Task requirements: If a line below contains the string "their", copy it out.

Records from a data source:
########################################

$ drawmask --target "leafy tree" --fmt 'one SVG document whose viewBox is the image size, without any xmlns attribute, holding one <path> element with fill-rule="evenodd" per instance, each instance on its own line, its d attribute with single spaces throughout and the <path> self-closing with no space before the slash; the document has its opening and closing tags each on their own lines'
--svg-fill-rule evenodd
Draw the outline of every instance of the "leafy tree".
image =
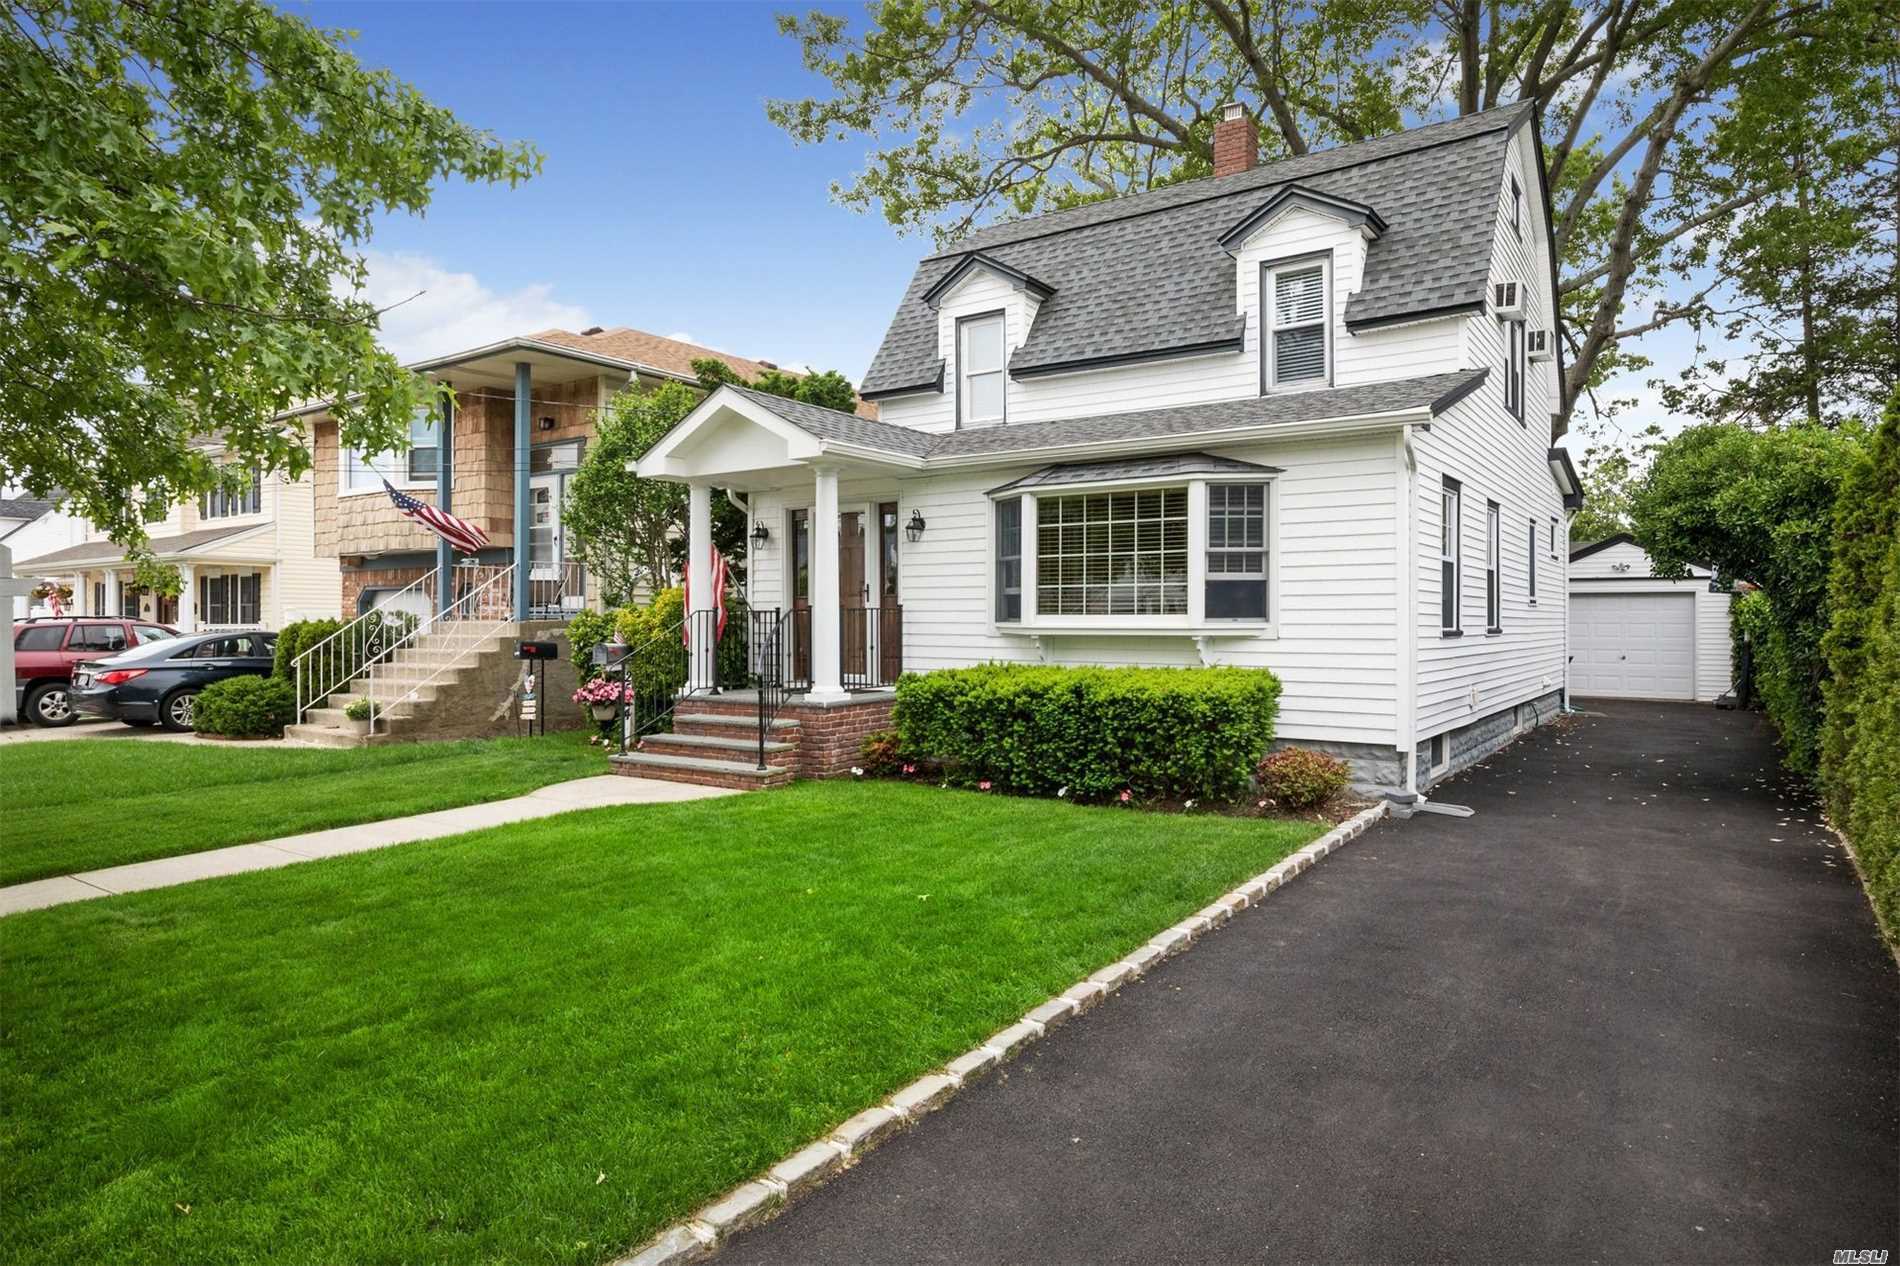
<svg viewBox="0 0 1900 1266">
<path fill-rule="evenodd" d="M 1864 437 L 1855 425 L 1692 426 L 1657 451 L 1630 501 L 1657 575 L 1703 564 L 1764 591 L 1774 654 L 1790 676 L 1791 703 L 1772 719 L 1790 767 L 1804 773 L 1820 734 L 1834 507 Z"/>
<path fill-rule="evenodd" d="M 1577 430 L 1587 441 L 1578 462 L 1583 509 L 1570 521 L 1570 539 L 1578 545 L 1630 531 L 1630 498 L 1649 461 L 1662 447 L 1662 428 L 1654 422 L 1633 437 L 1612 434 L 1613 423 L 1595 419 Z"/>
<path fill-rule="evenodd" d="M 1866 630 L 1866 676 L 1841 785 L 1844 818 L 1868 895 L 1890 941 L 1900 944 L 1900 534 L 1887 542 L 1880 598 Z"/>
<path fill-rule="evenodd" d="M 1821 639 L 1829 672 L 1821 787 L 1837 823 L 1848 820 L 1852 784 L 1847 763 L 1861 737 L 1856 719 L 1869 702 L 1866 686 L 1876 638 L 1876 608 L 1889 583 L 1889 555 L 1896 541 L 1900 541 L 1900 391 L 1887 402 L 1885 419 L 1848 470 L 1834 508 L 1829 624 Z M 1885 738 L 1900 745 L 1900 728 Z"/>
<path fill-rule="evenodd" d="M 1631 339 L 1707 310 L 1671 289 L 1795 189 L 1801 119 L 1891 109 L 1891 23 L 1883 0 L 875 0 L 862 33 L 779 19 L 830 93 L 767 113 L 801 143 L 876 138 L 834 196 L 948 242 L 1206 175 L 1232 100 L 1274 157 L 1532 102 L 1574 400 L 1640 367 Z M 1811 175 L 1840 198 L 1837 165 Z M 1627 312 L 1648 293 L 1669 297 Z"/>
<path fill-rule="evenodd" d="M 835 369 L 818 374 L 794 374 L 783 369 L 768 369 L 752 382 L 747 382 L 725 361 L 713 356 L 702 356 L 693 362 L 693 373 L 708 391 L 731 384 L 750 387 L 767 395 L 784 396 L 788 400 L 802 400 L 806 404 L 836 409 L 840 413 L 851 413 L 858 407 L 857 389 L 852 387 L 849 378 Z"/>
<path fill-rule="evenodd" d="M 637 589 L 664 589 L 678 575 L 672 538 L 685 531 L 686 488 L 642 479 L 629 467 L 699 401 L 699 392 L 677 382 L 621 392 L 601 413 L 586 458 L 568 478 L 561 521 L 610 606 Z"/>
<path fill-rule="evenodd" d="M 540 156 L 457 122 L 343 35 L 258 0 L 13 0 L 0 21 L 0 484 L 136 546 L 217 483 L 195 437 L 295 477 L 273 418 L 334 399 L 384 451 L 437 390 L 359 297 L 376 216 Z"/>
</svg>

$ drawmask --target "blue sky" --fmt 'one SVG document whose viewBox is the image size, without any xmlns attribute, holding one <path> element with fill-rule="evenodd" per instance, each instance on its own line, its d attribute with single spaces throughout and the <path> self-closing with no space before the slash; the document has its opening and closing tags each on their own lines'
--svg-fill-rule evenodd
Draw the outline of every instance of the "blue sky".
<svg viewBox="0 0 1900 1266">
<path fill-rule="evenodd" d="M 831 202 L 861 145 L 799 148 L 766 121 L 767 98 L 818 86 L 773 5 L 284 7 L 358 31 L 366 64 L 547 155 L 517 188 L 446 184 L 426 217 L 378 231 L 378 299 L 429 291 L 386 320 L 405 359 L 592 323 L 855 380 L 929 249 Z"/>
<path fill-rule="evenodd" d="M 830 7 L 863 22 L 859 5 L 285 7 L 359 32 L 365 63 L 547 156 L 517 188 L 444 185 L 426 217 L 384 223 L 372 296 L 424 292 L 384 321 L 405 360 L 547 326 L 631 325 L 855 381 L 930 249 L 831 201 L 830 182 L 862 165 L 861 141 L 800 148 L 765 118 L 768 98 L 825 87 L 775 13 Z M 1675 429 L 1643 380 L 1691 347 L 1685 330 L 1645 340 L 1655 368 L 1607 393 L 1645 401 L 1626 429 L 1652 418 Z"/>
</svg>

########################################

Task solution:
$ drawmask --target "leafy tree" --fmt 'one SVG document whose viewBox is the image size, without any xmlns attribute, holding one <path> element with fill-rule="evenodd" per instance, each instance on its own line, its d attribute with single spaces throughout and the <path> self-closing with no space before the slash; the document has its opening and closing tags each on their own lines'
$ drawmask --target "blue sky" --fmt 'one SVG document whose viewBox is the image size, without any xmlns attribute, holding one <path> element with fill-rule="evenodd" per instance, each instance on its own line, its d attribute with single spaces throughout and the <path> self-closing with no space before the slash; the document has its opening and closing tags each on their own lines'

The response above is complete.